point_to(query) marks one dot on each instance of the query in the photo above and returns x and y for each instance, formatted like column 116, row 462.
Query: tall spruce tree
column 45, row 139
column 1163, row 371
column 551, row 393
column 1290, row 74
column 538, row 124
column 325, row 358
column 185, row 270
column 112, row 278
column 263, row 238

* * *

**Job:** Render the material from its first line through the line holding "column 1290, row 74", inclusive, as a Markdown table with the columns Row and Line. Number each row and omit any blank lines.

**Correct answer:**
| Row | Line |
|---|---|
| 1 | point_to(query) marks one dot on each instance of the query in the photo above and returns x and y for each instance, formatted like column 116, row 462. |
| 2 | Query: tall spruce tree |
| 3 | column 45, row 139 |
| 4 | column 1163, row 371 |
| 5 | column 551, row 393 |
| 6 | column 1290, row 74 |